-- Begin Data rows --

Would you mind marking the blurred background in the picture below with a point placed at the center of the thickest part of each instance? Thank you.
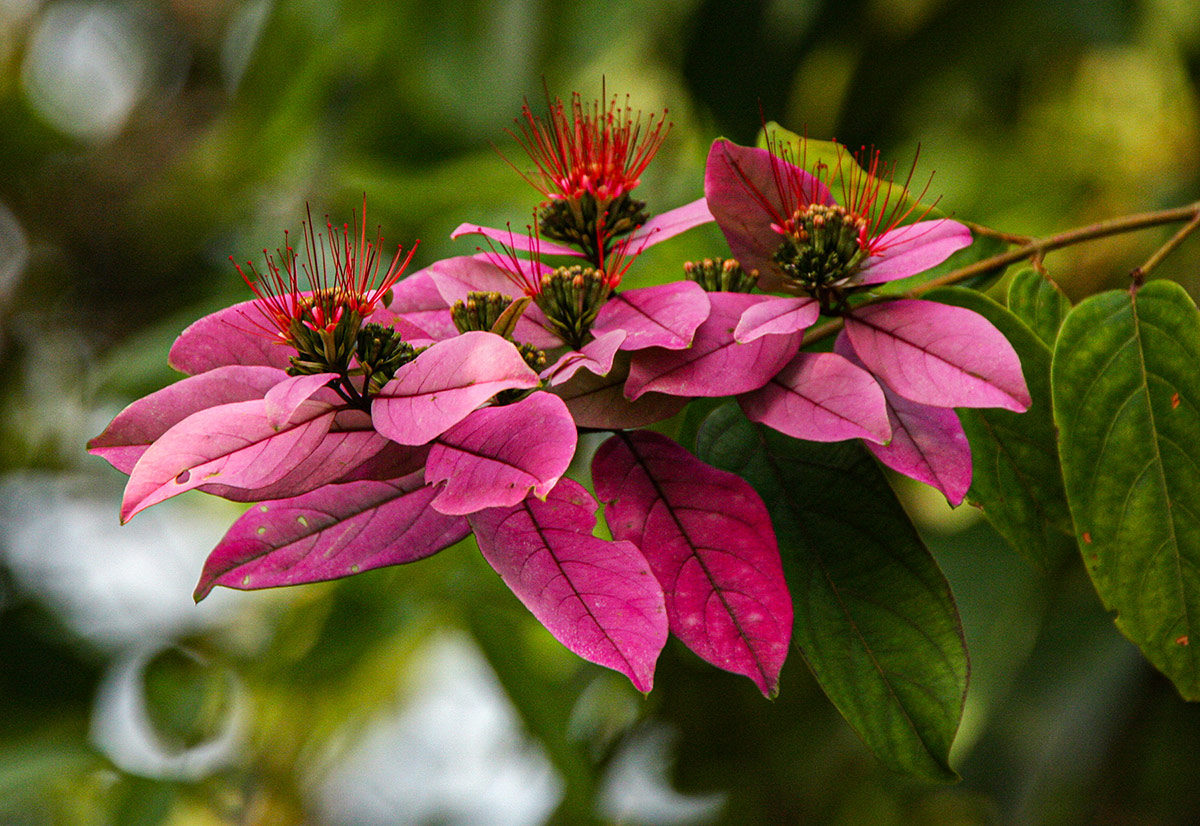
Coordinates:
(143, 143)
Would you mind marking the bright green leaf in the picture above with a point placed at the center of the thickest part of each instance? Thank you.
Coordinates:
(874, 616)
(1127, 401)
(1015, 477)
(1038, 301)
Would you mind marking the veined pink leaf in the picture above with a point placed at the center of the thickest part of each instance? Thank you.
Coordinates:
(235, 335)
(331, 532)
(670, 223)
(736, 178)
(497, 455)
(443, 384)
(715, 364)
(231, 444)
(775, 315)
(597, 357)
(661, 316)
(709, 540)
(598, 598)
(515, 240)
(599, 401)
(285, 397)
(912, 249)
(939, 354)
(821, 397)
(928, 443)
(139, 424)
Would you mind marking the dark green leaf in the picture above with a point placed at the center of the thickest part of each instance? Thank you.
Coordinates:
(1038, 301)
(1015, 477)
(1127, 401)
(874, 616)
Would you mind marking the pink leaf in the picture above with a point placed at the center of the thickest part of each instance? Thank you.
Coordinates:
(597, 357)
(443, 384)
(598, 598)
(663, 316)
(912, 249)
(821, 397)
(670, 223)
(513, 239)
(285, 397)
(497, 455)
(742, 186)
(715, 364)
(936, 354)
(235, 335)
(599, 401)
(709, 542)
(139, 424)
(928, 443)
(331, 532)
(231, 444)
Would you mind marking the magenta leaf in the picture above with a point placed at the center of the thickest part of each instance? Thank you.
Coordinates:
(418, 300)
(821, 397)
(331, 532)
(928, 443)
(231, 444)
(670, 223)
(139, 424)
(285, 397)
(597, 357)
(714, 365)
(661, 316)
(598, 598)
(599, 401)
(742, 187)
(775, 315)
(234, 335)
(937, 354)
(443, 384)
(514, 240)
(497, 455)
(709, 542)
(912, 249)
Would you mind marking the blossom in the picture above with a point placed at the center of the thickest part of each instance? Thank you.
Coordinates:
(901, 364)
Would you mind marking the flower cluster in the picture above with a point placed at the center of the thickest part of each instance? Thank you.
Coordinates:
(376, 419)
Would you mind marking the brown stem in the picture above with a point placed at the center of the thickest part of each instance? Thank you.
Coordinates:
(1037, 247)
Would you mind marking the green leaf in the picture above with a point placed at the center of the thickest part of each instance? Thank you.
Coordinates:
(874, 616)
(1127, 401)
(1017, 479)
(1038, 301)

-- End Data rows --
-- Begin Data rows --

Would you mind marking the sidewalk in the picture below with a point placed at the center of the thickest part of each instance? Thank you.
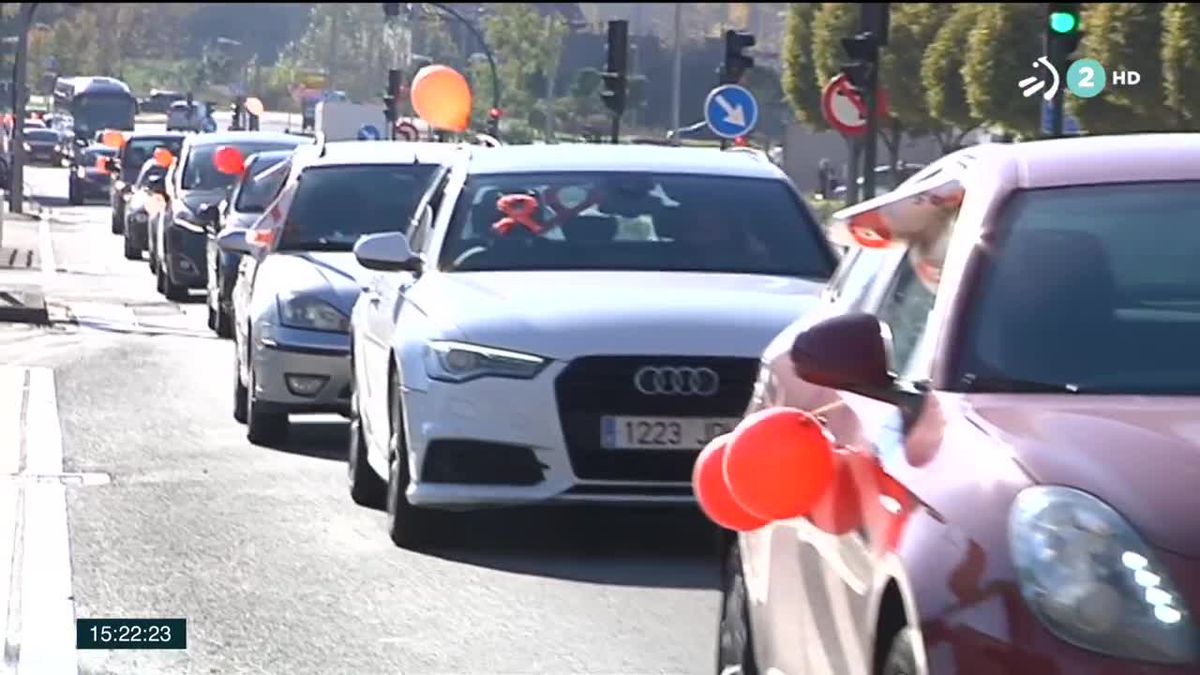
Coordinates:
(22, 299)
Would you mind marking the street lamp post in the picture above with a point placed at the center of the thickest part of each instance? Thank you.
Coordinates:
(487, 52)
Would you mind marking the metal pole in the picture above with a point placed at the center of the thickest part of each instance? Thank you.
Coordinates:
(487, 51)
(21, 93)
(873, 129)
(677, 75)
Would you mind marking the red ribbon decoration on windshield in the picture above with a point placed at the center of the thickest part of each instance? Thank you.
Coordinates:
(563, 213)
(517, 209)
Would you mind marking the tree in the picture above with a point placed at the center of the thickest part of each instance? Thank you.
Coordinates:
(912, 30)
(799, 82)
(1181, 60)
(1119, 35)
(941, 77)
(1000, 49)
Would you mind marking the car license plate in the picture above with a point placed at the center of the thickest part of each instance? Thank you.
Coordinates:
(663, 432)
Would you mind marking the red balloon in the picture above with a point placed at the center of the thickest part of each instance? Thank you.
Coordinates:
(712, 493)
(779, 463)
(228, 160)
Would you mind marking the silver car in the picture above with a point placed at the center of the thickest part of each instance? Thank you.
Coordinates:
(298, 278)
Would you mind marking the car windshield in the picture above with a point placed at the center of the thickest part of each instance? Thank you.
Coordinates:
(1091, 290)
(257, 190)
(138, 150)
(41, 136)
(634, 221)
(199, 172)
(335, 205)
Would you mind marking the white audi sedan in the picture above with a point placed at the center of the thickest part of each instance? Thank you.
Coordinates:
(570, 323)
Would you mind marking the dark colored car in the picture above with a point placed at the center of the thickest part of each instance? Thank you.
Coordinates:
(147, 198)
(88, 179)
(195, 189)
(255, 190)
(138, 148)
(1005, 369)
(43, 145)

-- End Data rows --

## Exercise brief
Return every line of the listing above that contains the word "windshield". Case counts.

## Worked answer
Would you mind marking the red ribbon decoration on windshield in the picture above with a point placed at the center of the thickest part of each instance? Thank you.
Would you mind marking the car windshield in the picture above with a point placed at the center of the thickest part of each instance? Thank you.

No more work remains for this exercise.